The contract Odubel Herrera signed this offseason is the kind of deal that can end up paying immense dividends for the Phillies two or three years from now, the same way Chase Utley's and Jimmy Rollins' first contract extensions did for those 2007-11 teams. While no commitment is without risk, the potential reward the club stands to realize is immense.

If you had any doubt about the wisdom of the deal, look at the Rays' recent contract extension with centerfielder Kevin Kiermaier (and by recent, I mean it was just reported this morning by the Tampa Bay Times' Marc Topkin). The contract is worth a reported $53.5 million over six years, still well below what an identical player would receive on an open market, but 45 percent higher than Herrera's deal in terms of Average Annual Value.

Over the last couple of years, Herrera's .773 OPS ranks 10th among centerfielders (min. 800 plate appearances), while Kiermaier's .728 ranks 16th, behind former Phillie Rule 5er Ender Inciarte (.739), who signed an extension identical to Herrera's later in the offseason.

Their career numbers:

Inciarte (23-25): .292/.337/.381 (.722 OPS), 56/76 SB, 11.8/7.8 K%/BB%, 6.1/0.8 XBH%/HR%, 1586 PAs

Kiermaier (24-26): .258/.313/.425 (.738 OPS, 44/56 SB, 18.3/6.6 K/BB%, 8.8/2.4 XBH/HR%, 1313 PAs

Herrera (23-24): .291/.353/.419 (.773 OPS), 41/56 SB, 22.1/7.6 K/BB%, 7.0/1.9 XBH/HR%, 1193 PAs

Herrerra has been the better hitter by a relevant margin (his OPS+ of 111 means he was 11 percent better than league average, compared with five percent above average for Kiermaier and four percent below average for Inciarte). He's also one year younger.

If you had to choose one of the three as your centerfielder of the future and all you had to go on was the above numbers, you'd be a fool to pick anybody but Herrera, particularly given the steps he took to cut his strikeout rate and increase his walk rate last year, the first of which dropped from 24.0 to 20.4 percent and the latter of which rose from 5.2 percent to 9.6 percent (in other words, he cut his K/BB ratio by more than half).

That K/BB ratio is as important a marker as it is a concrete measure of performance: the selectivity it indicates paid off in measures for greater than an extra walk here or one fewer strikeout there. One of the concerns about Herrera after his dynamite rookie campaign in 2015 was his ability to adapt to MLB pitchers now that they had a book on him. Specifically, he needed to either improve against off speed stuff or get a higher percentage of his swings against fastballs.

The latter is what happened. Herrera ended up seeing a higher percentage of fastballs last season by about 2.5 percent, per FanGraphs' data. One thing to monitor as he ages is whether he can homer off more of those fastballs, the way Shane Victorino eventually did. Not that Herrera has lacked for gap power thus far. Rather, that pop and his body type make you wonder if he might have a 20-25-homer season in him at some point (though 15 is certainly more than adequate from your centerfielder).

__Material provided__.
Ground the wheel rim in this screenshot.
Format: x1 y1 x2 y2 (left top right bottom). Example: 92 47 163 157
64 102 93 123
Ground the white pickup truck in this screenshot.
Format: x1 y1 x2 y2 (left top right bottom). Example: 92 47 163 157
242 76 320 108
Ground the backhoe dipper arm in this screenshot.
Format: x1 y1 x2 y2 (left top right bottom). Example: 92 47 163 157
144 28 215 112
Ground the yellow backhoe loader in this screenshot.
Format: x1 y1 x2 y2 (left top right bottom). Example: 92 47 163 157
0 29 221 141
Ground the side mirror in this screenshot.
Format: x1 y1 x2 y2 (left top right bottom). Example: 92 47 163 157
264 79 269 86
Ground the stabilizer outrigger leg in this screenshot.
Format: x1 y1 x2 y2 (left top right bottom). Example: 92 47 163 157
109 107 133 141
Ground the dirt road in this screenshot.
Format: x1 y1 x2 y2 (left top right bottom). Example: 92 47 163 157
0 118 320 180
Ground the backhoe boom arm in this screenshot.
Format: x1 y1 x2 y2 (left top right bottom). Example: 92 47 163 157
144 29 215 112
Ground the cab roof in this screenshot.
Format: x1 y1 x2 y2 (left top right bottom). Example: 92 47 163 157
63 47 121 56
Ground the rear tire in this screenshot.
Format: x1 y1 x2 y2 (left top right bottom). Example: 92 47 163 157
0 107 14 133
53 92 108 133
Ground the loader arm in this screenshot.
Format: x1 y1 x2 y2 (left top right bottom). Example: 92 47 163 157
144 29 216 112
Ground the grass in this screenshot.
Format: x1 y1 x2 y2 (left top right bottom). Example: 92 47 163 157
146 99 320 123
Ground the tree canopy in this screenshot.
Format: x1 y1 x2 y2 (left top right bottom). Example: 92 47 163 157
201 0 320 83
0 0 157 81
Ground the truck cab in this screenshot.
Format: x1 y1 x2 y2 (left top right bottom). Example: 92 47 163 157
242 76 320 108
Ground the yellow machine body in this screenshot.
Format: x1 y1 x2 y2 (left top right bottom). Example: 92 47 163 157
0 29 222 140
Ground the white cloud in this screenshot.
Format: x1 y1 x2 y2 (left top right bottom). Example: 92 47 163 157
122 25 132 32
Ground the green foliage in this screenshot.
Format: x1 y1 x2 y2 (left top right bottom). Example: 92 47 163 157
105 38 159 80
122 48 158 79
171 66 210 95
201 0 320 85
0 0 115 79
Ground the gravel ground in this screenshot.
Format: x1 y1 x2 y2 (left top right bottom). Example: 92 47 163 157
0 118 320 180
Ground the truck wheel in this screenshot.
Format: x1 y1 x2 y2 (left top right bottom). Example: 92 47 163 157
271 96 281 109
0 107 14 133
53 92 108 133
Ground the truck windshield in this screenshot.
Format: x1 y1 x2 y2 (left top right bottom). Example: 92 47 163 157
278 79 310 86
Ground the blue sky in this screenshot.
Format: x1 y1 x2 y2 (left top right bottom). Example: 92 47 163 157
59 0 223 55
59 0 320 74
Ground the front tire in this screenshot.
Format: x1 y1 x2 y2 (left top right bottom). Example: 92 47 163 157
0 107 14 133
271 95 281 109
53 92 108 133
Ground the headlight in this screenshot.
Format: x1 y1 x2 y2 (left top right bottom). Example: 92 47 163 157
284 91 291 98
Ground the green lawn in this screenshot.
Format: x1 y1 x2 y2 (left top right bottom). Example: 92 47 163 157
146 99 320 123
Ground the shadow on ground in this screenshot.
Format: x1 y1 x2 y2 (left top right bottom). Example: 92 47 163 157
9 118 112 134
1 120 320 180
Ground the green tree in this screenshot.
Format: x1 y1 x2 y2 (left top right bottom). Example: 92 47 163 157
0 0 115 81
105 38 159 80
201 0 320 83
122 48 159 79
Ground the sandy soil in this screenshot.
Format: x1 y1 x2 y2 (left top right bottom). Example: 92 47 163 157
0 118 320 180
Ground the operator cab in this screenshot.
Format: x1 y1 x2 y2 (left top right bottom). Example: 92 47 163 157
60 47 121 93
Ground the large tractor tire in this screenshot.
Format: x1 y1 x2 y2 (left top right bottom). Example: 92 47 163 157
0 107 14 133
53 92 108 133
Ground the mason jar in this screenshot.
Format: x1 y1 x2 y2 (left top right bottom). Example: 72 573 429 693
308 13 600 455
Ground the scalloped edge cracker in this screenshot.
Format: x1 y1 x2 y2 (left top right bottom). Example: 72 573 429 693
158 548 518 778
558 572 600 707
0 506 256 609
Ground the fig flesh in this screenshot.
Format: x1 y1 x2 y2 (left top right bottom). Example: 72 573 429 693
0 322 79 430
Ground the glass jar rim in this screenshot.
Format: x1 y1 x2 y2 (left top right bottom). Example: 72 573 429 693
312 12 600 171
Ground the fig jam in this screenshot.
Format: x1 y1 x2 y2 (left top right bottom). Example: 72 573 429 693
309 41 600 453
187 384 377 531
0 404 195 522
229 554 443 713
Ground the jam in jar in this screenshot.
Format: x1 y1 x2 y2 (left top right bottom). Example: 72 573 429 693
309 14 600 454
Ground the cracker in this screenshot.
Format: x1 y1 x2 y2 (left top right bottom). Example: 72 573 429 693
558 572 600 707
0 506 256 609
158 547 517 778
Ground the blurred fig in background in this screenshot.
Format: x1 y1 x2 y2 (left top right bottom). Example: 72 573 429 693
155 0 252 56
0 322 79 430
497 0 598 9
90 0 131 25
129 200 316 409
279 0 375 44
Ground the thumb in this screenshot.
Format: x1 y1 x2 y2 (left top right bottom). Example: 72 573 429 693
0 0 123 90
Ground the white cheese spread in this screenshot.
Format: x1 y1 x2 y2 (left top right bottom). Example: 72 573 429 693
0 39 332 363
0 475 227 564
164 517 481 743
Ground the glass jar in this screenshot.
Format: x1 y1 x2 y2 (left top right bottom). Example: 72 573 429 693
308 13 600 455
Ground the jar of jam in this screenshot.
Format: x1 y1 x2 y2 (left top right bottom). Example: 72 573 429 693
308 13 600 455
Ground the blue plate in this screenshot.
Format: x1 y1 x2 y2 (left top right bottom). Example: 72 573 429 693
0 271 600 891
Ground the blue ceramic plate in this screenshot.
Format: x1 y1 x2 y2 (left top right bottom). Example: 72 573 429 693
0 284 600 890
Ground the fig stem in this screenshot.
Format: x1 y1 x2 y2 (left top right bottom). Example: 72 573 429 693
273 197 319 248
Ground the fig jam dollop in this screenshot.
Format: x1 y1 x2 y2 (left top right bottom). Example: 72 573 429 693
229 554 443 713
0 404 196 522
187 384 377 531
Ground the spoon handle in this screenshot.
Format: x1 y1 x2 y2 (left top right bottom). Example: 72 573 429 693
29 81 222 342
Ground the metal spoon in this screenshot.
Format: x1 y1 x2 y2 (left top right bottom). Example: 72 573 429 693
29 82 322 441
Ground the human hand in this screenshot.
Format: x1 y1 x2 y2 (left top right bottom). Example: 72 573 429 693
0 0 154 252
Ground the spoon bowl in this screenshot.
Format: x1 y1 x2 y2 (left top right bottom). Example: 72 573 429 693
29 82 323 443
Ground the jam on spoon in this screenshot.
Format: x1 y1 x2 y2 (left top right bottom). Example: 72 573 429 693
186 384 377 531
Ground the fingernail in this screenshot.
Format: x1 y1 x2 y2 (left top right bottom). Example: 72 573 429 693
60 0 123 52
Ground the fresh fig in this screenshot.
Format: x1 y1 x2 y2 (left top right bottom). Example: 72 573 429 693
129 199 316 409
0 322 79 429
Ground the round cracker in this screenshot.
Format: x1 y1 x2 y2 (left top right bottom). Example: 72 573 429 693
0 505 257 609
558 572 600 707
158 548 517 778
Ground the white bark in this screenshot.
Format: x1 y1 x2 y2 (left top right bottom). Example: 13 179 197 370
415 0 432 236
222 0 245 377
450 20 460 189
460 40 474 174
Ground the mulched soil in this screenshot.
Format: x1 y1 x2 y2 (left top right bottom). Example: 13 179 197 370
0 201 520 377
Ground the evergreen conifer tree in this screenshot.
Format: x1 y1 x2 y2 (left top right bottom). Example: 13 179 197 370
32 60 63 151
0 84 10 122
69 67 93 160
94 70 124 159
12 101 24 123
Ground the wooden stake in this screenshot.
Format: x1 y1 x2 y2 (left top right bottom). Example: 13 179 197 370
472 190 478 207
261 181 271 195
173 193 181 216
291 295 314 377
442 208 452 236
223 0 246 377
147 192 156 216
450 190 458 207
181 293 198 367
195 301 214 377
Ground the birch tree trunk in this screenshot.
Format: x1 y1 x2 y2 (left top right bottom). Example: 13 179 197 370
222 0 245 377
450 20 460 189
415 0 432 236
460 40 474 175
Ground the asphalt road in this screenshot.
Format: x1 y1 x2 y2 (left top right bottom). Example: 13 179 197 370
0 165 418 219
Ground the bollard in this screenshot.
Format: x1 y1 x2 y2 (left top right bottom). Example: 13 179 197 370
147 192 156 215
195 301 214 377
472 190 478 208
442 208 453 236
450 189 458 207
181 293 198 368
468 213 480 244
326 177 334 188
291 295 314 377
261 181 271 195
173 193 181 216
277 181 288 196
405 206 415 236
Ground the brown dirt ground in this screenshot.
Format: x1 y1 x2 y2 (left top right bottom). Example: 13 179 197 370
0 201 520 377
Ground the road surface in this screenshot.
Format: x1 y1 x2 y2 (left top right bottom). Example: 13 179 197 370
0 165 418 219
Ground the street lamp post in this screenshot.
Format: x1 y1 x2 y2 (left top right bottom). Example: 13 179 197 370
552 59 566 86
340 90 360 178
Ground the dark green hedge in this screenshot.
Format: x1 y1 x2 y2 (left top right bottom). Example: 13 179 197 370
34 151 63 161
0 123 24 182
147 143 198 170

__What is asked__.
1. Answer these questions from the Herrera article:
(a) What is the reported value and length of Kevin Kiermaier's contract extension?
(b) What was Herrera's OPS+?
(c) By about how much did the percentage of fastballs Herrera saw rise last season, per FanGraphs?
2. Rewrite the Herrera article from "Kiermaier (24-26): .258/.313/.425" up to and including "more than half).", putting "the league norm" in place of "league average".

__Task results__.
1.
(a) $53.5 million over six years
(b) 111
(c) About 2.5 percent

2.
Kiermaier (24-26): .258/.313/.425 (.738 OPS, 44/56 SB, 18.3/6.6 K/BB%, 8.8/2.4 XBH/HR%, 1313 PAs

Herrera (23-24): .291/.353/.419 (.773 OPS), 41/56 SB, 22.1/7.6 K/BB%, 7.0/1.9 XBH/HR%, 1193 PAs

Herrerra has been the better hitter by a relevant margin (his OPS+ of 111 means he was 11 percent better than the league norm, compared with five percent above average for Kiermaier and four percent below average for Inciarte). He's also one year younger.

If you had to choose one of the three as your centerfielder of the future and all you had to go on was the above numbers, you'd be a fool to pick anybody but Herrera, particularly given the steps he took to cut his strikeout rate and increase his walk rate last year, the first of which dropped from 24.0 to 20.4 percent and the latter of which rose from 5.2 percent to 9.6 percent (in other words, he cut his K/BB ratio by more than half).